- [掲載本文]
今月の法話 2024年5月

偽物を本物と見間違う私の眼

 ブランド製バックのコピー商品が出回っていて、一見しても専門家でなければ中々わからないそうです。しかし本物と比べるといろいろな違いがあるそうで、いくら精巧に作られたコピー製品でも本物と比べると、偽物だという事がわかるという事です。
 さて、宗教の場合はどういうことなのでしょうか。
親鸞聖人は宗教を「真・仮・偽」の三つに分類されておられます。「真」とは真実の宗教で浄土真宗の事です。次に「仮」とは真実の宗教に誘引するための手立て・方便としてのもの。最後に「偽」とは本物らしくっているもの、という事です。

- [提示された情報]

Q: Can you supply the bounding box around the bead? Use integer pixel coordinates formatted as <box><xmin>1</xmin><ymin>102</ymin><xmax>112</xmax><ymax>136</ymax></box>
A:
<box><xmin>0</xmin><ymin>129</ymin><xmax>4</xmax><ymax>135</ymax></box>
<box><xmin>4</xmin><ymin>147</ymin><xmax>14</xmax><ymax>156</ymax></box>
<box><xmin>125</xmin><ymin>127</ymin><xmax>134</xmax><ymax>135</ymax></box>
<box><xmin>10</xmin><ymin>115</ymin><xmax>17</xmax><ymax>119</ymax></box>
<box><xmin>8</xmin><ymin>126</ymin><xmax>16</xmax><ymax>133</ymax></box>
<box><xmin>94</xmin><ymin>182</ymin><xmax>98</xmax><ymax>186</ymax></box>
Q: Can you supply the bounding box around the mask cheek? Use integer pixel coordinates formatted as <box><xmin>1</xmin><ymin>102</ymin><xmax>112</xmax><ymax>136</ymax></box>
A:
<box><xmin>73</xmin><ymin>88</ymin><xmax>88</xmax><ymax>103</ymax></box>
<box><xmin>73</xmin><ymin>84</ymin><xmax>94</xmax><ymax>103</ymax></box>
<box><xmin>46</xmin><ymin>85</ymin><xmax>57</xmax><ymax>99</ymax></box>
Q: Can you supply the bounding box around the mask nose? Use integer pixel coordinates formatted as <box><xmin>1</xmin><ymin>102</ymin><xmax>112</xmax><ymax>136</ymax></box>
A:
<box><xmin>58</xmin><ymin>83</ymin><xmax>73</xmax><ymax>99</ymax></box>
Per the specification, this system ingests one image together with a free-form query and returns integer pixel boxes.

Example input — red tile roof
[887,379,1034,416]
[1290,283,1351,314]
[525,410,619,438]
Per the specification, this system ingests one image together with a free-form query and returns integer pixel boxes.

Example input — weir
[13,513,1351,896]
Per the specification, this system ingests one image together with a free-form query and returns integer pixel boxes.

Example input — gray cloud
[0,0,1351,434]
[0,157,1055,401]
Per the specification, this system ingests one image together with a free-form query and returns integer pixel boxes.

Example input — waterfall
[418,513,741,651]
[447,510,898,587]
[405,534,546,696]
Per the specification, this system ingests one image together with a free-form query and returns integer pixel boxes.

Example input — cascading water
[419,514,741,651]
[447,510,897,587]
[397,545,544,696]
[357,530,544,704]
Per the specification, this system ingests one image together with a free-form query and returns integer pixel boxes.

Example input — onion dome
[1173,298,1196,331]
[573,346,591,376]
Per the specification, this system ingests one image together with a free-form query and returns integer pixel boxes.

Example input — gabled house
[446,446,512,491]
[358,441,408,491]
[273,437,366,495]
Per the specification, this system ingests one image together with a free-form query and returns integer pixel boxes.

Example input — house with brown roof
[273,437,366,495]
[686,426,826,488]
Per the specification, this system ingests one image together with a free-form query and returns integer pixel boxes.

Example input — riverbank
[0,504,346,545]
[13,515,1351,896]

- [取り組む課題]
a) 法話について、次の問いに答えなさい。
(i) 出回っていると書かれているのは何ですか。
(ii) 親鸞聖人は宗教をいくつに分類していますか。
(iii) 「真」とは何の事だと述べられていますか。
b) 法話のうち、「偽物を本物と見間違う私の眼」で始まり「さて、宗教の場合はどういうことなのでしょうか。」で終わる部分を、一字も変えずにそのまま写しなさい。
一覧の内容はここでは用いません。

- [課題ごとの解答]
a)
(i) ブランド製バックのコピー商品
(ii) 「真・仮・偽」の三つ
(iii) 真実の宗教で浄土真宗の事

b)
偽物を本物と見間違う私の眼

 ブランド製バックのコピー商品が出回っていて、一見しても専門家でなければ中々わからないそうです。しかし本物と比べるといろいろな違いがあるそうで、いくら精巧に作られたコピー製品でも本物と比べると、偽物だという事がわかるという事です。
 さて、宗教の場合はどういうことなのでしょうか。